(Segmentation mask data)
_ _ _

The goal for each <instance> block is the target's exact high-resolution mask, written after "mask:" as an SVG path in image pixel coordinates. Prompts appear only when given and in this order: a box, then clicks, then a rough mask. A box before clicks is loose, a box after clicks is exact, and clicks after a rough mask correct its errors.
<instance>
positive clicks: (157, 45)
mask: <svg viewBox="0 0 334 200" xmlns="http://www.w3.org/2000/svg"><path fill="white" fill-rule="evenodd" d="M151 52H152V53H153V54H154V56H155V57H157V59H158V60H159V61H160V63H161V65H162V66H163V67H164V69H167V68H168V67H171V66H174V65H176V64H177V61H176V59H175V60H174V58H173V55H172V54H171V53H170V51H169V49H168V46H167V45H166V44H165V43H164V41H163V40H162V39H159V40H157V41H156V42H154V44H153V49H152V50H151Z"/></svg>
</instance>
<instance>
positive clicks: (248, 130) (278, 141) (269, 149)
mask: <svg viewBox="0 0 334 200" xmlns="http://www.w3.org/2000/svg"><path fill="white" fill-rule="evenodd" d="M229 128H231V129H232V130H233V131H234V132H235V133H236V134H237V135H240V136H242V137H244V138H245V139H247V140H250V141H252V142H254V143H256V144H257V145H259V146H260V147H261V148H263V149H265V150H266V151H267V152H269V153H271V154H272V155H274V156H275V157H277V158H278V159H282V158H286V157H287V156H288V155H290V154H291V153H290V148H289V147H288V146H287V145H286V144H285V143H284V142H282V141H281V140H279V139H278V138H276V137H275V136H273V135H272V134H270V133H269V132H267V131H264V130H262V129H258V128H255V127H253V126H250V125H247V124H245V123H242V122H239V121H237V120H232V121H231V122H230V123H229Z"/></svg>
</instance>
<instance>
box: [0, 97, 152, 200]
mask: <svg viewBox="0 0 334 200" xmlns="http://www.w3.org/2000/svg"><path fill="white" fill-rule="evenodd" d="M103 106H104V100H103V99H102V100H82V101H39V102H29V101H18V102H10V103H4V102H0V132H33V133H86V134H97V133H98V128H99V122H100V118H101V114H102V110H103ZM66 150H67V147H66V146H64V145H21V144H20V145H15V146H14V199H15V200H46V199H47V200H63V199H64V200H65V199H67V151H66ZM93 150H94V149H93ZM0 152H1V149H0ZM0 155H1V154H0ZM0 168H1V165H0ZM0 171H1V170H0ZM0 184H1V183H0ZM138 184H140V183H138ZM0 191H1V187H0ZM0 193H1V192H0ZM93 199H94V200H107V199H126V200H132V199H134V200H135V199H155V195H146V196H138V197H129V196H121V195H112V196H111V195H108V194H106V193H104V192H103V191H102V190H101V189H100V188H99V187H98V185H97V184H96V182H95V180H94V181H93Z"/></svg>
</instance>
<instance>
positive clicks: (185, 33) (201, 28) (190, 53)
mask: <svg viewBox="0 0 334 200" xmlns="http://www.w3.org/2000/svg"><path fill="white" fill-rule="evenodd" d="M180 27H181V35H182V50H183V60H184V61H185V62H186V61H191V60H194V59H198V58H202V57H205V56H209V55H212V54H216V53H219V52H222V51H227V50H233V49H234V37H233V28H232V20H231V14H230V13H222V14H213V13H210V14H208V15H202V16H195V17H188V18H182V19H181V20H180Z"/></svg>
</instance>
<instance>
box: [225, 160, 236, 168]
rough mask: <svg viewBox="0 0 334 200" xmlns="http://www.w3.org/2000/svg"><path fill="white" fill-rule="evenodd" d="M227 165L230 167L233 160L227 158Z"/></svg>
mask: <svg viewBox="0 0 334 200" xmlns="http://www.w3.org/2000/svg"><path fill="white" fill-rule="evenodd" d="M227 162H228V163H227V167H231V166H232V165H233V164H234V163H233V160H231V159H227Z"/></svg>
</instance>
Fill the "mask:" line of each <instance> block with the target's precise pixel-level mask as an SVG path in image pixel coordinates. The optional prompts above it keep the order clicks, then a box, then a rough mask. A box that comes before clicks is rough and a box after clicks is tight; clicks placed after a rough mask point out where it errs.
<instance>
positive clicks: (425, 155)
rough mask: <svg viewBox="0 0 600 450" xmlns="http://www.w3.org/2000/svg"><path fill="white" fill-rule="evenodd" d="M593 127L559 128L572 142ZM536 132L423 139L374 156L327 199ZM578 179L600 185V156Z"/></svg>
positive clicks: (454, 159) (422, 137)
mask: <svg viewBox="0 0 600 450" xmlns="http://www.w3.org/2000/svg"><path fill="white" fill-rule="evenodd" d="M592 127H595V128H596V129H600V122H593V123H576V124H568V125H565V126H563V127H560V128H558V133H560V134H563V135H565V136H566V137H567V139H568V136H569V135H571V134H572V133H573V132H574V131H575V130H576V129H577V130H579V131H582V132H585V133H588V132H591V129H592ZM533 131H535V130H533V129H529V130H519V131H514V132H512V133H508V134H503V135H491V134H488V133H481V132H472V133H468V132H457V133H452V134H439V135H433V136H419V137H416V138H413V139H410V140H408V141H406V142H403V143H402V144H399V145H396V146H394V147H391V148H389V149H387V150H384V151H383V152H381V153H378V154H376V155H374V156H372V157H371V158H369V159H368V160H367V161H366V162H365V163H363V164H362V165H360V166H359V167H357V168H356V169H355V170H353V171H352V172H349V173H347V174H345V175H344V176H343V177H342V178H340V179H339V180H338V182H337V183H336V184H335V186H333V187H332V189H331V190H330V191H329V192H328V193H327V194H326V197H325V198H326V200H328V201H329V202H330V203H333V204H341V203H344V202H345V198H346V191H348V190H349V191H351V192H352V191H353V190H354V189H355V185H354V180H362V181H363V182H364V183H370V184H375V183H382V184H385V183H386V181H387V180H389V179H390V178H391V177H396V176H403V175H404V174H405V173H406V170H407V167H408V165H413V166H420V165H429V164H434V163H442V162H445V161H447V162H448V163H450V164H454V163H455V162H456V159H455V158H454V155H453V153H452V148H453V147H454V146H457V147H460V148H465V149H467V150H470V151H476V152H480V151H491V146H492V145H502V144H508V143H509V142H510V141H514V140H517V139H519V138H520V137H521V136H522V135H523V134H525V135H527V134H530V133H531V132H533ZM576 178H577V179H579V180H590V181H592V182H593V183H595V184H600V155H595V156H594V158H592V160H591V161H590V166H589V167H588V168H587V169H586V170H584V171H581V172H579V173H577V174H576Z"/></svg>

_ _ _

» **Task requirements**: Exact reproduction of every entry is needed.

» **Answer space**:
The goal for each <instance> block is the target's exact high-resolution mask, written after "mask:" as an SVG path in image pixel coordinates. Prompts appear only when given and in this order: a box, then clicks, then a rough mask. A box before clicks is loose, a box after clicks is exact, and clicks after a rough mask correct its errors.
<instance>
positive clicks: (157, 45)
mask: <svg viewBox="0 0 334 200" xmlns="http://www.w3.org/2000/svg"><path fill="white" fill-rule="evenodd" d="M151 52H152V53H153V54H154V56H155V57H157V59H158V60H159V61H160V63H161V65H162V66H163V67H164V69H167V68H168V67H171V66H174V65H176V64H177V61H176V59H175V60H174V58H173V55H172V54H171V53H170V51H169V49H168V46H167V45H166V44H165V43H164V41H163V40H162V39H159V40H157V41H156V42H154V44H153V49H152V50H151Z"/></svg>
</instance>
<instance>
positive clicks: (248, 130) (278, 141) (269, 149)
mask: <svg viewBox="0 0 334 200" xmlns="http://www.w3.org/2000/svg"><path fill="white" fill-rule="evenodd" d="M229 128H231V129H232V130H233V131H234V132H235V133H236V134H237V135H240V136H242V137H244V138H245V139H247V140H250V141H252V142H254V143H256V144H257V145H259V146H260V147H261V148H263V149H265V150H266V151H267V152H269V153H271V154H272V155H274V156H275V157H277V158H278V159H282V158H286V157H287V156H288V155H290V154H291V153H290V148H289V147H288V146H287V145H286V144H285V143H284V142H282V141H281V140H279V139H278V138H276V137H275V136H273V135H272V134H270V133H269V132H267V131H264V130H262V129H258V128H255V127H253V126H250V125H247V124H245V123H242V122H239V121H237V120H232V121H231V122H230V123H229Z"/></svg>
</instance>
<instance>
box: [0, 97, 152, 200]
mask: <svg viewBox="0 0 334 200" xmlns="http://www.w3.org/2000/svg"><path fill="white" fill-rule="evenodd" d="M103 106H104V100H103V99H102V100H82V101H39V102H29V101H18V102H10V103H4V102H0V132H33V133H86V134H97V133H98V128H99V122H100V118H101V114H102V110H103ZM66 150H67V147H66V146H64V145H21V144H20V145H15V146H14V199H15V200H46V199H47V200H63V199H64V200H65V199H67V151H66ZM93 150H94V149H93ZM0 152H1V149H0ZM0 155H1V154H0ZM0 168H1V165H0ZM0 171H1V170H0ZM0 184H1V183H0ZM138 184H140V183H138ZM0 191H1V187H0ZM0 193H1V192H0ZM93 199H94V200H107V199H126V200H132V199H134V200H135V199H155V195H146V196H138V197H129V196H121V195H112V196H111V195H108V194H106V193H104V192H103V191H102V190H101V189H100V188H99V187H98V185H97V184H96V182H95V180H94V181H93Z"/></svg>
</instance>
<instance>
positive clicks: (185, 33) (201, 28) (190, 53)
mask: <svg viewBox="0 0 334 200" xmlns="http://www.w3.org/2000/svg"><path fill="white" fill-rule="evenodd" d="M180 27H181V35H182V50H183V60H184V61H185V62H186V61H191V60H194V59H198V58H202V57H205V56H209V55H212V54H216V53H219V52H222V51H227V50H233V49H234V37H233V28H232V20H231V14H230V13H222V14H213V13H210V14H208V15H202V16H195V17H188V18H182V19H181V20H180Z"/></svg>
</instance>
<instance>
box: [225, 160, 236, 168]
rough mask: <svg viewBox="0 0 334 200" xmlns="http://www.w3.org/2000/svg"><path fill="white" fill-rule="evenodd" d="M227 165L230 167L233 160L227 158Z"/></svg>
mask: <svg viewBox="0 0 334 200" xmlns="http://www.w3.org/2000/svg"><path fill="white" fill-rule="evenodd" d="M227 162H228V163H227V167H231V166H232V165H233V164H234V163H233V160H231V159H227Z"/></svg>
</instance>
Fill the "mask:" line of each <instance> block with the target's precise pixel-level mask as an SVG path in image pixel coordinates. The optional prompts above it keep the order clicks, then a box, then a rough mask. A box that comes before clicks is rough and a box after clicks is tight; clicks placed after a rough mask point out where it errs.
<instance>
positive clicks: (425, 155)
rough mask: <svg viewBox="0 0 600 450" xmlns="http://www.w3.org/2000/svg"><path fill="white" fill-rule="evenodd" d="M593 127L559 128L572 142ZM536 132L423 139L374 156L327 199ZM578 179L600 185V156Z"/></svg>
positive clicks: (454, 159) (422, 137)
mask: <svg viewBox="0 0 600 450" xmlns="http://www.w3.org/2000/svg"><path fill="white" fill-rule="evenodd" d="M592 127H595V128H596V129H600V122H593V123H576V124H568V125H565V126H563V127H560V128H558V133H560V134H563V135H565V136H566V137H567V139H568V136H569V135H571V134H572V133H573V132H574V131H575V130H576V129H577V130H579V131H582V132H585V133H588V132H591V129H592ZM533 131H535V130H533V129H529V130H519V131H514V132H512V133H508V134H503V135H491V134H488V133H481V132H472V133H468V132H457V133H452V134H439V135H433V136H419V137H416V138H413V139H410V140H408V141H406V142H403V143H402V144H399V145H396V146H394V147H391V148H389V149H387V150H384V151H383V152H381V153H378V154H376V155H374V156H372V157H371V158H369V159H368V160H367V161H366V162H365V163H363V164H362V165H360V166H359V167H357V168H356V169H355V170H353V171H352V172H349V173H347V174H345V175H344V176H343V177H342V178H340V179H339V180H338V182H337V183H336V184H335V186H333V187H332V189H331V190H330V191H329V192H328V193H327V194H326V197H325V198H326V200H328V201H329V202H330V203H333V204H341V203H344V202H345V198H346V191H348V190H349V191H351V192H352V191H353V190H354V189H355V185H354V180H362V181H363V182H364V183H370V184H375V183H382V184H385V183H386V181H387V180H389V179H390V178H391V177H396V176H403V175H404V174H405V173H406V170H407V167H408V165H413V166H420V165H429V164H434V163H442V162H445V161H447V162H448V163H450V164H454V163H455V162H456V159H455V158H454V155H453V153H452V148H453V147H454V146H457V147H460V148H465V149H467V150H470V151H476V152H480V151H491V146H492V145H502V144H508V143H509V142H510V141H514V140H517V139H519V138H520V137H521V136H522V135H523V134H525V135H527V134H530V133H531V132H533ZM576 178H577V179H579V180H590V181H592V182H593V183H595V184H600V155H595V156H594V158H592V160H591V161H590V166H589V167H588V168H587V169H586V170H584V171H581V172H579V173H577V174H576Z"/></svg>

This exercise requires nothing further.